___ Data extract

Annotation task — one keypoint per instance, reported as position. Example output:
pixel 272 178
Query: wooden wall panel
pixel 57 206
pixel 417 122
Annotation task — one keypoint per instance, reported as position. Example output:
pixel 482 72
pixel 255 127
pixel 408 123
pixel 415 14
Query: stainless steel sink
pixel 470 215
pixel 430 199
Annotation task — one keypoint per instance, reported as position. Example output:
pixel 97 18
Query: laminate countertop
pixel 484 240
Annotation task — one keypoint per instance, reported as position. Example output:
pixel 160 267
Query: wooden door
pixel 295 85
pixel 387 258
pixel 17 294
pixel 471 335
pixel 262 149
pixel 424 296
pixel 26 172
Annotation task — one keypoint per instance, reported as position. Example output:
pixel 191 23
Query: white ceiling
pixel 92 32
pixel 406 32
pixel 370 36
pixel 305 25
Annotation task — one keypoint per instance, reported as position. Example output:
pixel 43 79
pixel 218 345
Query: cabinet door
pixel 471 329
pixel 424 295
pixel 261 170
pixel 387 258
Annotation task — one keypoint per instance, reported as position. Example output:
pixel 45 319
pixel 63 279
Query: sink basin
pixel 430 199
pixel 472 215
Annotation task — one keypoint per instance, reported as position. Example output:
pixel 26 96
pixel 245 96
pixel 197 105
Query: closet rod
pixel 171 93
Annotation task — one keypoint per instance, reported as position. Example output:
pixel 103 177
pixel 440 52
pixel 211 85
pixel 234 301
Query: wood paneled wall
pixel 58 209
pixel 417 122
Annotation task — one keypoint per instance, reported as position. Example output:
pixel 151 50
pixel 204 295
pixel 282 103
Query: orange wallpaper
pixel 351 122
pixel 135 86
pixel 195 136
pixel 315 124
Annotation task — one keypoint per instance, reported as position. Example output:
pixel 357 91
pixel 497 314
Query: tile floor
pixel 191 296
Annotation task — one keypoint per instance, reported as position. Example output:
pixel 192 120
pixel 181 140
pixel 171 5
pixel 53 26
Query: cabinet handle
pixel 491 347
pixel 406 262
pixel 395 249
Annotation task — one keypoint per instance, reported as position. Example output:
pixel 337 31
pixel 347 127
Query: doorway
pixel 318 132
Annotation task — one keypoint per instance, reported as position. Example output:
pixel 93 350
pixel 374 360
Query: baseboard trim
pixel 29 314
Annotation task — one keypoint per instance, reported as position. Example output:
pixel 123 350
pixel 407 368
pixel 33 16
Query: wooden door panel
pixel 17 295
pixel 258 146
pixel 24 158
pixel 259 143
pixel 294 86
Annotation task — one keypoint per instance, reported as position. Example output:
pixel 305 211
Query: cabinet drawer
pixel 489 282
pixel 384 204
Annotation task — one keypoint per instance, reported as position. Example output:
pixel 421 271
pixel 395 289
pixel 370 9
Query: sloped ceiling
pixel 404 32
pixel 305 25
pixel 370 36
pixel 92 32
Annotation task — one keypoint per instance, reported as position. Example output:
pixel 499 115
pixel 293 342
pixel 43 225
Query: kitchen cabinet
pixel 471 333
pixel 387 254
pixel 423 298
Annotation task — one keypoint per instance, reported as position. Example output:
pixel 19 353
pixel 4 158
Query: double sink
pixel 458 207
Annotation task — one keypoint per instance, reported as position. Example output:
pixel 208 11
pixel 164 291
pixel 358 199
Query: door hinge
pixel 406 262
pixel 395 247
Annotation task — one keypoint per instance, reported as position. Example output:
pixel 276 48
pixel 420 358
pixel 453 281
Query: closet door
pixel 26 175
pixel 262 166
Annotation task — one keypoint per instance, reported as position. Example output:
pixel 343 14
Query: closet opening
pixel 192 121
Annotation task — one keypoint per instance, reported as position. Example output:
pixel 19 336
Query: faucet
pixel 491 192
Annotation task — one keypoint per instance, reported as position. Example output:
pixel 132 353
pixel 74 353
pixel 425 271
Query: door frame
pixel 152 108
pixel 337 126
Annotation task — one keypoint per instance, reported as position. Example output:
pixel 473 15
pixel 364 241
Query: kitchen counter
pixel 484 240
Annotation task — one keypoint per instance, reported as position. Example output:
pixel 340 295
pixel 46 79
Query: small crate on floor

______

◆ **What is required**
Quote every record above exactly.

◆ **Output of the exercise**
Annotation task — one keypoint per instance, reported as position. Example output:
pixel 272 178
Query: wooden wall panel
pixel 57 206
pixel 417 122
Annotation task — one keypoint per instance, reported as position. Example output:
pixel 482 72
pixel 255 127
pixel 408 123
pixel 415 14
Query: stainless steel sink
pixel 470 215
pixel 430 199
Annotation task — one keypoint per instance, reported as position. Example output:
pixel 97 18
Query: laminate countertop
pixel 484 240
Annotation task — one keypoint per instance, reported as position. Example output:
pixel 160 267
Query: wooden door
pixel 295 85
pixel 387 258
pixel 17 294
pixel 471 335
pixel 262 149
pixel 424 296
pixel 26 172
Annotation task — one keypoint per instance, reported as position. Example output:
pixel 191 23
Query: white ceiling
pixel 92 32
pixel 406 32
pixel 370 36
pixel 305 25
Annotation task — one keypoint per instance, reported as position. Example output:
pixel 43 79
pixel 218 345
Query: cabinet door
pixel 471 329
pixel 424 295
pixel 261 170
pixel 387 258
Annotation task — one keypoint per instance, reported as position. Example output:
pixel 45 319
pixel 63 279
Query: sink basin
pixel 430 199
pixel 472 215
Annotation task — one keypoint per instance, reported as position. Example output:
pixel 26 96
pixel 245 96
pixel 197 105
Query: closet rod
pixel 171 93
Annotation task — one keypoint per instance, reported as position. Example output:
pixel 103 177
pixel 440 52
pixel 211 85
pixel 234 301
Query: wood paneled wall
pixel 58 209
pixel 417 122
Annotation task — one keypoint per instance, reported as position. Example output:
pixel 151 50
pixel 204 295
pixel 282 103
Query: orange wallpaper
pixel 351 122
pixel 135 86
pixel 195 136
pixel 315 124
Annotation task — one keypoint per instance, reported as position. Example output:
pixel 357 91
pixel 497 314
Query: tile floor
pixel 191 296
Annotation task — one keypoint per instance, reported as position. Example output:
pixel 192 120
pixel 181 140
pixel 171 5
pixel 53 26
Query: cabinet handle
pixel 491 347
pixel 406 262
pixel 395 249
Annotation task — one keypoint per instance, reported as position. Example output:
pixel 337 31
pixel 347 127
Query: doorway
pixel 318 132
Annotation task — one keypoint per instance, reported as position. Example output:
pixel 93 350
pixel 374 360
Query: baseboard trim
pixel 29 314
Annotation task — one keypoint per instance, reported as position. Example output:
pixel 123 350
pixel 407 368
pixel 33 16
Query: wooden door panel
pixel 17 295
pixel 258 146
pixel 24 158
pixel 259 143
pixel 294 86
Annotation task — one keypoint per instance, reported as position. Example output:
pixel 305 211
Query: cabinet drawer
pixel 489 282
pixel 384 204
Annotation task — one keypoint per instance, reported as position. Example output:
pixel 421 271
pixel 395 289
pixel 370 9
Query: sloped ceiling
pixel 404 32
pixel 305 25
pixel 370 36
pixel 92 32
Annotation task — one keypoint per instance, reported as position. Example output:
pixel 499 115
pixel 293 342
pixel 43 225
Query: kitchen cabinet
pixel 471 333
pixel 387 254
pixel 423 298
Annotation task — one keypoint per instance, reported as position. Example output:
pixel 19 353
pixel 4 158
Query: double sink
pixel 458 207
Annotation task — one keypoint per instance, reported as position. Example output:
pixel 208 11
pixel 164 291
pixel 358 199
Query: door hinge
pixel 406 262
pixel 395 247
Annotation task — one keypoint per instance, reported as position. Example output:
pixel 276 48
pixel 420 358
pixel 453 281
Query: closet door
pixel 26 175
pixel 262 166
Annotation task — one keypoint per instance, reported as position. Example output:
pixel 343 14
Query: closet opening
pixel 192 121
Annotation task — one keypoint per instance, reported as position. Example output:
pixel 19 336
Query: faucet
pixel 491 192
Annotation task — one keypoint per instance, reported as position. Example output:
pixel 132 353
pixel 74 353
pixel 425 271
Query: door frame
pixel 152 108
pixel 337 126
Annotation task — one keypoint per instance, reported as position. Example output:
pixel 473 15
pixel 364 241
Query: kitchen counter
pixel 484 240
Annotation task — one keypoint per instance, reported as position. Example output:
pixel 340 295
pixel 46 79
Query: small crate on floor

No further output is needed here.